▸ **Work to be completed**
Reproduce the complete set of records, exactly as they appear.

▸ **Saved entries**
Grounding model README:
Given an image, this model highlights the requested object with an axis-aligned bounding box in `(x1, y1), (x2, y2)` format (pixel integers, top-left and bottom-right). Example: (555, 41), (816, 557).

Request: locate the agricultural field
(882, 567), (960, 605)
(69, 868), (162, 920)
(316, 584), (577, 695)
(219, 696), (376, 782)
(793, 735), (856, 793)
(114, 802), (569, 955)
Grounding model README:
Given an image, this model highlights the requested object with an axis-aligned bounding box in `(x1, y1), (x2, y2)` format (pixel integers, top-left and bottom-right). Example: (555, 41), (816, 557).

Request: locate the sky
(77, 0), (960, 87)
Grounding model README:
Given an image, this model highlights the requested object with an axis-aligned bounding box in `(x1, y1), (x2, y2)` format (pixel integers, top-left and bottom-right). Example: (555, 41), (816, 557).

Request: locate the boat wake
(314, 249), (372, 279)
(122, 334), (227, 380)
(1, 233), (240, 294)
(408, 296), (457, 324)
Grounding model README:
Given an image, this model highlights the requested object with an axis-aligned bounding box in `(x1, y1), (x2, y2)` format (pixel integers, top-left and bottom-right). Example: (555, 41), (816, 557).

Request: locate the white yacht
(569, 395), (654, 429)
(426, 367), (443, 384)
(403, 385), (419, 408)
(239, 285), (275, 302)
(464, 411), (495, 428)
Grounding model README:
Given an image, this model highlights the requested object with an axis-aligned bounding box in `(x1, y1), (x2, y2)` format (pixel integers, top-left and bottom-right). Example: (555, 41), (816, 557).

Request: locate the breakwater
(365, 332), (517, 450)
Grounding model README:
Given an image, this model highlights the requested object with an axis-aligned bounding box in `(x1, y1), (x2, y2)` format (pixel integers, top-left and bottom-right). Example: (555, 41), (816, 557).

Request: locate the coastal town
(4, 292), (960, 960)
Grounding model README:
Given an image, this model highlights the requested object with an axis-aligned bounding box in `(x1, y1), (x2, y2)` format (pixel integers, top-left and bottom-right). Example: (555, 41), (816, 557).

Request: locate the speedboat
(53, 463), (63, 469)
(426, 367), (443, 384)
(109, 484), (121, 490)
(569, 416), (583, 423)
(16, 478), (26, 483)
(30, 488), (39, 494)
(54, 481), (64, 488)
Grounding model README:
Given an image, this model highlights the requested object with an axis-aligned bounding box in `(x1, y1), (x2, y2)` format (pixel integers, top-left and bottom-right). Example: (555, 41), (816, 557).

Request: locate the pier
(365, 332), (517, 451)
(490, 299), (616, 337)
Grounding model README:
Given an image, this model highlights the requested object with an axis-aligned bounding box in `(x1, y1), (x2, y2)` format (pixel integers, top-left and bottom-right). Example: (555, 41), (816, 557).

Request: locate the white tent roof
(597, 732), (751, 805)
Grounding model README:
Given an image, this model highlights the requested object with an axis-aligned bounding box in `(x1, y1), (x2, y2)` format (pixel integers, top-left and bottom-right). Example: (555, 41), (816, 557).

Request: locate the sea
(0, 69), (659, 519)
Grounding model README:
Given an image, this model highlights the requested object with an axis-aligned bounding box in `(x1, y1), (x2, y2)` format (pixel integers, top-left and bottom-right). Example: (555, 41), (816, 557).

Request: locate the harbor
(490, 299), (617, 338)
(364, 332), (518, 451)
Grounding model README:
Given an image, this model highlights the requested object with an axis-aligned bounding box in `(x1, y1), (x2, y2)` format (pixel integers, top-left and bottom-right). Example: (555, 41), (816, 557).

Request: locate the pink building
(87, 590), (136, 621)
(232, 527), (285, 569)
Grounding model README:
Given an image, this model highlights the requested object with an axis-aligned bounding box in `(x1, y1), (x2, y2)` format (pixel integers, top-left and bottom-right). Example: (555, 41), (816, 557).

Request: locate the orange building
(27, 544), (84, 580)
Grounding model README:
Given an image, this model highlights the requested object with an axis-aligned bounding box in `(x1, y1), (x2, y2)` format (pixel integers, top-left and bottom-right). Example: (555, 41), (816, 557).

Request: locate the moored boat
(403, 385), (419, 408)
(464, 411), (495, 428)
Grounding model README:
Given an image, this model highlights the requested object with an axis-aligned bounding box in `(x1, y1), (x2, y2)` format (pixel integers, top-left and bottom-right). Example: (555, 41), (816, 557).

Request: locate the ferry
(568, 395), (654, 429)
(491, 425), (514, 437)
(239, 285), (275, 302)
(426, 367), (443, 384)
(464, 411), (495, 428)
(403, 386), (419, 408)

▸ **Written solution**
Grounding model README:
Given an image, this model highlights the requested object with an axis-aligned bounding box in `(x1, y1), (x2, y2)` format (pixel integers, top-left and bottom-right). Example: (555, 41), (816, 557).

Request: locate the agricultural field
(882, 567), (960, 605)
(69, 868), (162, 920)
(316, 584), (577, 695)
(219, 696), (376, 782)
(793, 735), (856, 793)
(114, 802), (569, 955)
Grounding model README:
Given an image, this model highlights the requested object with an axis-aligned bounding box in `(x1, y1), (x2, y2)` format (pixel integers, top-left and bottom-right). Example: (555, 41), (816, 557).

Request: locate the sky
(77, 0), (960, 87)
Grounding model README:
Given an image, this model highlights the requested object with an axis-aligned bounding box in `(x1, y1), (x2, y2)` format (pixel integers, top-left and bottom-right). Example: (555, 41), (816, 557).

Request: locate the boat wake
(314, 249), (372, 279)
(122, 334), (227, 380)
(1, 233), (240, 294)
(408, 296), (457, 324)
Grounding model README:
Given an image, this model highlights the requested object with an axis-aligned bounding box in `(x1, y1), (x2, y2)` format (pixel integers, top-left and bottom-right). Example: (555, 41), (816, 557).

Request: locate the white yacht
(569, 395), (654, 429)
(426, 367), (443, 384)
(403, 385), (419, 408)
(239, 285), (275, 302)
(464, 411), (495, 428)
Grounding model README:
Given an image, this model highlights the requested object with an axis-aligned bounding box in `(x1, y1), (x2, y2)` format (pixel integers, top-left and bottom-right). Example: (555, 41), (816, 557).

Request: locate the breakwater
(365, 332), (517, 450)
Grounding model README:
Given an image, this model highlights the requested object with an axis-aligned bounding box in `(x1, y1), (x2, y2)` format (pixel integers, top-left and bottom-right). Example: (555, 41), (816, 557).

Request: locate the coastal town
(4, 292), (960, 960)
Grounding model README:
Given an image, this model highlights the requested object with an axis-aligned bounding box in `(x1, y1), (x2, y2)` format (pixel integers, top-left and bottom-right). Example: (555, 41), (816, 557).

Request: locate the speedboat
(53, 463), (63, 469)
(426, 367), (443, 384)
(109, 484), (121, 490)
(569, 416), (583, 423)
(16, 478), (26, 483)
(30, 488), (39, 494)
(54, 481), (64, 488)
Grounding model README:
Given an image, this model highlights the requested object with an axis-aligned bounding box in `(x1, y1), (x2, y2)` format (pixel integers, top-left and bottom-right). Example: (555, 41), (816, 557).

Request: locate the pier
(365, 332), (517, 451)
(490, 299), (616, 337)
Grounding model README:
Given an image, this model highlights the requested object with an axis-aligned bounding box in `(x1, y1), (x2, y2)` format (pixel integers, top-left and bottom-right). Example: (555, 41), (816, 557).

Request: locate the white tent roof
(597, 732), (751, 805)
Grounding model README:
Given an image, this model highlights the requested object with an axis-aligned bounding box in `(x1, y1), (x2, y2)` format (pixel integers, top-left and bottom-right). Example: (555, 41), (816, 557).

Request: locate the sea
(0, 69), (659, 519)
Grounding model README:
Given an image, this model highlights the requested object with an axis-aligned bounding box in `(x1, y1), (x2, y2)` format (pixel integers, top-left and bottom-right). Example: (555, 41), (816, 557).

Request: locate the harbor
(490, 299), (617, 338)
(364, 332), (518, 451)
Grounding model README:
Given an image, this model highlights the requested object with an axis-aligned bounding box in `(x1, y1), (x2, y2)` format (pixel integers, top-left and bottom-right). Example: (555, 41), (816, 557).

Request: locate the pink building
(87, 590), (136, 621)
(232, 527), (285, 569)
Grounding model README:
Given an image, this model highlights the requested object with an axis-aligned bounding box in `(x1, y1), (x2, y2)` format (pixel integers, top-left and bottom-right). Example: (555, 41), (816, 557).

Request: locate the orange building
(27, 544), (84, 580)
Grounding model README:
Given an image, this model highlights the requested object with an axis-aligned bounding box in `(x1, y1), (x2, y2)` format (pixel integers, top-left and bottom-right). Example: (555, 41), (816, 557).

Request: locate the moored boat
(403, 385), (419, 408)
(464, 411), (495, 428)
Grounding model README:
Given an image, this model highlights the requested object with an axis-aligned bounding box in `(x1, y1), (x2, y2)` format (pixel integers, top-left and bottom-right). Example: (555, 41), (816, 557).

Request: locate the ferry
(568, 395), (654, 429)
(491, 425), (514, 437)
(239, 285), (275, 302)
(426, 367), (443, 384)
(464, 411), (495, 428)
(403, 386), (419, 408)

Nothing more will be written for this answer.